全国保険医新聞2017年11月25日号より)

 

 

 中医協で、ヒルドイドなど保湿剤の給付制限が議論になっている。学会、患者団体からは、患者に不利益が及ぶと危惧する声があがっている。

 

 健保連は9月に、美容目的利用の可能性があるとして、外来診療において皮膚乾燥症に対して、ヒルドイド等保湿剤が他の外皮用薬又は抗ヒスタミン薬と同時処方されていない場合は、保険適用から外すべきとの提言を発表した。
 中長期的には、ヘパリンナトリウムも含む保湿剤の処方そのものを保険適用外にすることも検討すべきと求めている。

 

単剤処方ある―日医、がん患者

 11月1日の中医協で、厚労省は、ヒルドイド等保湿剤について「美容目的で使用されている実態があるとの(新聞等の)指摘があり、学会等より適正使用に係る注意喚起がなされている」と提起。ヒルドイド等が1度に10本分(1本25グラム)以上処方されているケースもあるとして、「適正使用」として給付制限につながる議論を促した。
 日医委員は、「皮膚乾燥症は(適応となる)皮脂欠乏症であり、悪化防止のためにステロイド外用薬投与を検討する前段階として、単剤使用は少なくない。全身の乾燥で一度に大量に使う場合もある」と述べるとともに、「注意喚起もあり、しばらく様子を見るべき」と指摘する。日本皮膚科学会は10月31日、「保湿剤による治療を必要とする患者に大きな不利益を生じかねないため、処方制限には反対する」要望書を厚労省等に提出すると発表している。

##############################

*課題:*
提示本文のうち、「健保連は9月に、美容目的利用」を含む語句で始まり「とも検討すべきと求めている。」で終わる部分を、「皮膚乾燥症」を「皮脂欠乏症」に置き換えて改めて示してください。

*記録抜粋:*
##############################

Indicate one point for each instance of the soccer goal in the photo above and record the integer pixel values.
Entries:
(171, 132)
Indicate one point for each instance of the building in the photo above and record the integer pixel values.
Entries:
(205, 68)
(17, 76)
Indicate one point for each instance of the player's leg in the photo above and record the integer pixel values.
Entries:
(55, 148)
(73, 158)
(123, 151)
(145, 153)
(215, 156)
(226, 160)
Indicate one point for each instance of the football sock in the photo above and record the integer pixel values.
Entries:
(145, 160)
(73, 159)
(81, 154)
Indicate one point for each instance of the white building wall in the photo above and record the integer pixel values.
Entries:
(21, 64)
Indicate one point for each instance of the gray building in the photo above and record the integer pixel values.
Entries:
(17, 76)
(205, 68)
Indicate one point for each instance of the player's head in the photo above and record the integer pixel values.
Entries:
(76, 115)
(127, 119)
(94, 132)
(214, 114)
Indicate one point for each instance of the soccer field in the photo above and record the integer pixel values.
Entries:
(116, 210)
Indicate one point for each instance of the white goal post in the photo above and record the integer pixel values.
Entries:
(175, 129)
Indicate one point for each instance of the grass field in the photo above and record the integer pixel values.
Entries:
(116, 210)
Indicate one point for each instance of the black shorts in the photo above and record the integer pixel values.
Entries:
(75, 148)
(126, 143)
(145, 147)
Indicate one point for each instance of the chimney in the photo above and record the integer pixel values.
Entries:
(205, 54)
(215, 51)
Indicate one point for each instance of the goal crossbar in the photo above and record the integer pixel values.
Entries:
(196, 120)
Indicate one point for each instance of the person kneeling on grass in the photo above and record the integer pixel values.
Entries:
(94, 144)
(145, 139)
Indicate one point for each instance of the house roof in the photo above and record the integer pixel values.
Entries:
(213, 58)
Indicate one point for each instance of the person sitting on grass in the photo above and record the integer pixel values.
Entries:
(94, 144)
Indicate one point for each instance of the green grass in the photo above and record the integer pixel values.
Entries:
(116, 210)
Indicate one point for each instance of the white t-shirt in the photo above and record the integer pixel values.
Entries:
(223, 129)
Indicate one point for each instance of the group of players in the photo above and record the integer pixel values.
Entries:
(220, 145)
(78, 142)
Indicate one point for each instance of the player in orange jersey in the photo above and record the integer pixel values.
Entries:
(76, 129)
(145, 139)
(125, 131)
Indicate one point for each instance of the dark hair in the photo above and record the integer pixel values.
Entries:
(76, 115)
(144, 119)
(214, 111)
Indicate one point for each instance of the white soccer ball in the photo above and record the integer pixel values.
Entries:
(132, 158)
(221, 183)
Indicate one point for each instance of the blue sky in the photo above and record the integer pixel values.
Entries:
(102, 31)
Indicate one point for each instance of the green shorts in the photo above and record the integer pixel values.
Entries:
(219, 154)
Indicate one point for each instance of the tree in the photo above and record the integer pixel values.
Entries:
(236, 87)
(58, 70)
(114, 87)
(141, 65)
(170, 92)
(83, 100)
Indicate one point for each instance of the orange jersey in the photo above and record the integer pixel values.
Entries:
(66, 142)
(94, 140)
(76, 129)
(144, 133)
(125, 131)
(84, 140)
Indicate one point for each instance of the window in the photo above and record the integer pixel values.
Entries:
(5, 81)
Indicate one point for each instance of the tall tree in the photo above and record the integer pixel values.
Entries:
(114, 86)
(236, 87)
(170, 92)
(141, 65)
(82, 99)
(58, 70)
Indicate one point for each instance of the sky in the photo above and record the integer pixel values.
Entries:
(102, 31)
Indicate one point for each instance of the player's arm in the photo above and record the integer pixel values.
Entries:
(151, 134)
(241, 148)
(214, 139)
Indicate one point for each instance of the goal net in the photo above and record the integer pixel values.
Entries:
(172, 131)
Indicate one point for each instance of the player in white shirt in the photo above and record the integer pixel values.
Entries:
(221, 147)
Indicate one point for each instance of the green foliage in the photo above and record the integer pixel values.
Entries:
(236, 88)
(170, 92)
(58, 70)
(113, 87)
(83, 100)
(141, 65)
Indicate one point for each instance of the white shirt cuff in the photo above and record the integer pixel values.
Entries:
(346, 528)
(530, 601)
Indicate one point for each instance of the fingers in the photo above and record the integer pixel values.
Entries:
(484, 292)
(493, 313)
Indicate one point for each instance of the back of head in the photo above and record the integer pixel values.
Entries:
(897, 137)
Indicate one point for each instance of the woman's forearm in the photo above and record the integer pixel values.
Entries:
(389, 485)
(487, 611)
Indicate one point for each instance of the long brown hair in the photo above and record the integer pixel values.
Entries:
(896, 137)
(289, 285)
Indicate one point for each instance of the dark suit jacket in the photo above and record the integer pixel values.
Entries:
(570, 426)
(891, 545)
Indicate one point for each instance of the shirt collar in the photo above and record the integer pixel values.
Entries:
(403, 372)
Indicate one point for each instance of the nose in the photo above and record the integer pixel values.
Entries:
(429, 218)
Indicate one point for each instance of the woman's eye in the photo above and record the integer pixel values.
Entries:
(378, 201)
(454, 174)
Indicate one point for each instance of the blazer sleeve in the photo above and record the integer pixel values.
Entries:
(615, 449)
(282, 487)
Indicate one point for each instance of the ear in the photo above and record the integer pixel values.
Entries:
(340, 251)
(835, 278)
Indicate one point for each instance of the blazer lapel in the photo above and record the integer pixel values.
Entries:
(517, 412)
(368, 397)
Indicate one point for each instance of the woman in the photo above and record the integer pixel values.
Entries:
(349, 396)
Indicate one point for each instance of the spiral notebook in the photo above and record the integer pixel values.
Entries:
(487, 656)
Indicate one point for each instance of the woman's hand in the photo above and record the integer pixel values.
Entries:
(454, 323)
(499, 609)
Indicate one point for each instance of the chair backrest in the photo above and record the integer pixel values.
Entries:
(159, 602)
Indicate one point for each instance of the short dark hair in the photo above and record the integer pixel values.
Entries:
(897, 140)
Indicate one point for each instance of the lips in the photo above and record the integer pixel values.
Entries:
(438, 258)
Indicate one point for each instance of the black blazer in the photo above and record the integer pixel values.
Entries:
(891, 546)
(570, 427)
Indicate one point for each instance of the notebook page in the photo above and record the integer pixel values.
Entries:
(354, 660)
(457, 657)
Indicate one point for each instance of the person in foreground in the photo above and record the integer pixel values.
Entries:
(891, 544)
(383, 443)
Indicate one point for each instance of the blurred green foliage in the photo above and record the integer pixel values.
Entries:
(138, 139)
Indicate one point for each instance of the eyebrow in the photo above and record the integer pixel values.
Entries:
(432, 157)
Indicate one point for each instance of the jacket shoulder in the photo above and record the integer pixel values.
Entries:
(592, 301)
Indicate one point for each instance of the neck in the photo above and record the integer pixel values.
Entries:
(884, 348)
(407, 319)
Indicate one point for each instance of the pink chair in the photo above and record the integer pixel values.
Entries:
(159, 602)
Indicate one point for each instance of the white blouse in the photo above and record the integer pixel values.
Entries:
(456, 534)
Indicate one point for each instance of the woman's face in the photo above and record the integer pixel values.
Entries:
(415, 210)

##############################

*解答例:*
健保連は9月に、美容目的利用の可能性があるとして、外来診療において皮脂欠乏症に対して、ヒルドイド等保湿剤が他の外皮用薬又は抗ヒスタミン薬と同時処方されていない場合は、保険適用から外すべきとの提言を発表した。
 中長期的には、ヘパリンナトリウムも含む保湿剤の処方そのものを保険適用外にすることも検討すべきと求めている。